--- Work required ---
Reproduce the records starting at the line containing "Could you point to the blue sky" and ending at the last line, requests included. Offset every x and y coordinate in the answers by -14.

--- Data for the task ---
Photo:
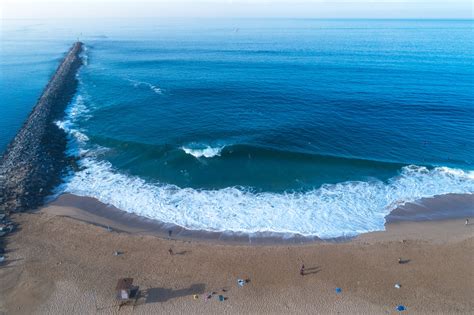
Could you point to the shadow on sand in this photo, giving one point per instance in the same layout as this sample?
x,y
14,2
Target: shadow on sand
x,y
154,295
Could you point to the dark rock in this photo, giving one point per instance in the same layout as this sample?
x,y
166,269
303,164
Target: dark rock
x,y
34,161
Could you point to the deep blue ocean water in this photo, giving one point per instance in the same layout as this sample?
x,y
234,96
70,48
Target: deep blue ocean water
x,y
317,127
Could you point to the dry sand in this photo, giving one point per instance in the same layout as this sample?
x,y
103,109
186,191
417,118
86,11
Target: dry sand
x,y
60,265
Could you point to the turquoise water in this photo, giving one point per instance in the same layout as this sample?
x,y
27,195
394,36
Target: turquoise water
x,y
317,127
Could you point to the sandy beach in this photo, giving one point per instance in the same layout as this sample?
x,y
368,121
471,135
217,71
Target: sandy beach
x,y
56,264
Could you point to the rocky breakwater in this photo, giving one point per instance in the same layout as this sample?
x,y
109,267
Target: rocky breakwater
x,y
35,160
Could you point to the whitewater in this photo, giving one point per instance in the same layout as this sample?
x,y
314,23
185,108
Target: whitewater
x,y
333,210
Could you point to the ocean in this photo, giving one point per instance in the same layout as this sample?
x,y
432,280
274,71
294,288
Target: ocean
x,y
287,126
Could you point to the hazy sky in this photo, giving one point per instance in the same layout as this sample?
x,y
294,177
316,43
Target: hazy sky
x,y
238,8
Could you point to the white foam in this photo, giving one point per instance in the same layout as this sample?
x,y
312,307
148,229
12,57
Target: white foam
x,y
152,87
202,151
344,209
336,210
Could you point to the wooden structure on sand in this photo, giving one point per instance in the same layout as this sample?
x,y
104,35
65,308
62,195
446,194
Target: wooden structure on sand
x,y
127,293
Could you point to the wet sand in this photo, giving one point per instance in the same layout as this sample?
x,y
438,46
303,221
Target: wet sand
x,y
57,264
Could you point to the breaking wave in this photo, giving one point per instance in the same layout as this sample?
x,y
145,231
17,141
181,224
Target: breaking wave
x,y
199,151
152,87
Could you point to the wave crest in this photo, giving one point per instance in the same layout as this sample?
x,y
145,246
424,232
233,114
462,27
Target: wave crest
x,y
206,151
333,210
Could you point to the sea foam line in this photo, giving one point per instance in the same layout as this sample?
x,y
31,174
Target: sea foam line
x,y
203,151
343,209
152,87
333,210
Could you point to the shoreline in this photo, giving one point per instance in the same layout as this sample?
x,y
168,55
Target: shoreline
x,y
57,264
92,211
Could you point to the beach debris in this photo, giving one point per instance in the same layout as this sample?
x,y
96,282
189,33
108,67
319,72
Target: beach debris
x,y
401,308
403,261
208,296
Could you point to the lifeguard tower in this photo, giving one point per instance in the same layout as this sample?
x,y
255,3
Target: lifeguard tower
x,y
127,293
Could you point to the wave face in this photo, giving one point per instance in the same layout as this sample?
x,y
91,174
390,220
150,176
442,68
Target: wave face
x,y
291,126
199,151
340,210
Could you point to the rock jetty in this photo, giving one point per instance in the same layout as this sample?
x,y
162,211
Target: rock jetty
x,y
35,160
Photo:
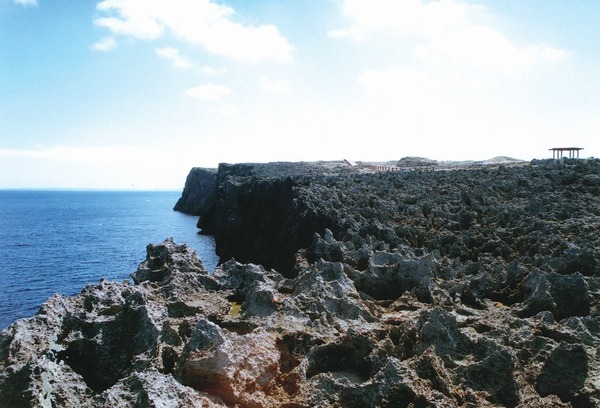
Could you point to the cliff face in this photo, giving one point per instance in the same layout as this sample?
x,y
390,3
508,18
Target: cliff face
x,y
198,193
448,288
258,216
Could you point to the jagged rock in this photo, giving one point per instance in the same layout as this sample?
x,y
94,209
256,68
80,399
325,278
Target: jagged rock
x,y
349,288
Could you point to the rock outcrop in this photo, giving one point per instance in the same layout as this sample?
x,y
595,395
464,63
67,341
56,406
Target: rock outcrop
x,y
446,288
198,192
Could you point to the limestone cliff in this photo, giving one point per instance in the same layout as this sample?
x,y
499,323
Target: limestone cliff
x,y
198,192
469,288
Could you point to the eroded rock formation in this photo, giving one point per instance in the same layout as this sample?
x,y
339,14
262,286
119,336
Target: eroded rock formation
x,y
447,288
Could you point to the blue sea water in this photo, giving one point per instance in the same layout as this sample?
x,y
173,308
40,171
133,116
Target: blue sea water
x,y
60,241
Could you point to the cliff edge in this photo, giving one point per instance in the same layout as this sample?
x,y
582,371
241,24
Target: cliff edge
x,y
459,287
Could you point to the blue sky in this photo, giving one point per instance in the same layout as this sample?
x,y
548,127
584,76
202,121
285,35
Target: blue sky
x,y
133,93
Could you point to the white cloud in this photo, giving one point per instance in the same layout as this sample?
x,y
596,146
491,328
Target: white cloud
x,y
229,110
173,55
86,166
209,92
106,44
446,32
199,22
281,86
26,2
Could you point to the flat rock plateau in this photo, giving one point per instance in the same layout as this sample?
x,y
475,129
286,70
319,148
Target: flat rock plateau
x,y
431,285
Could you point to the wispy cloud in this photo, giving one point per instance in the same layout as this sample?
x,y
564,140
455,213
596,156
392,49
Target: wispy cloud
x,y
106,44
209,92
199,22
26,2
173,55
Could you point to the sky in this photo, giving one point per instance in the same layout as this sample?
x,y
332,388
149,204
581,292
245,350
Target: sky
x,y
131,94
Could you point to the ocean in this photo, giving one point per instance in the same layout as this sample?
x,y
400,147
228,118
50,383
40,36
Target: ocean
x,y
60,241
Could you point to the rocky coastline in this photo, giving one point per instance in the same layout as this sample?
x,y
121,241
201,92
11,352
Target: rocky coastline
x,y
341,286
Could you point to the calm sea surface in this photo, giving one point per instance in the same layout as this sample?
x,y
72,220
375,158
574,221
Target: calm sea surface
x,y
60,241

--- Response below ---
Could you point to the blue sky in this photo, giving one point per instance in the same layout as this sample?
x,y
548,127
584,76
202,121
285,35
Target: blue sky
x,y
119,79
Could you point to the white cloud in this photo, giving one point per instance in the same layout as this sample?
x,y
596,146
491,328
Target: white cloud
x,y
215,96
159,41
72,152
195,78
92,30
432,18
185,8
267,72
12,-12
Could you point to the flat rock plateau in this photo, giving one point per instance in the same layout as this sample?
x,y
475,129
286,70
319,148
Target: flat rock plateau
x,y
417,271
Could you point to the wispy cloud in this photo, giving one point per instance in the same layout as this sample?
x,y
564,140
455,213
596,156
392,49
Target: wispy cloud
x,y
92,30
195,78
185,8
12,-12
159,41
Could you point to the sky in this photo, giving one point per instance in the same layout as this sample?
x,y
332,388
149,204
581,292
245,350
Target: sky
x,y
117,80
Could you point to the ocean in this photo, giving one point per instance in the same layout as this sample?
x,y
400,147
228,118
50,383
40,36
Target: ocean
x,y
46,227
Could you point to the rocky coastline in this photo, giving one point per instance in the same layout as this sample?
x,y
121,241
201,92
11,352
Target: rocky coastline
x,y
327,272
Could you point to the calm sea surface in this photo, giving one point per instance in the same layout as this sample?
x,y
72,220
375,158
574,221
Target: calm sea surface
x,y
46,227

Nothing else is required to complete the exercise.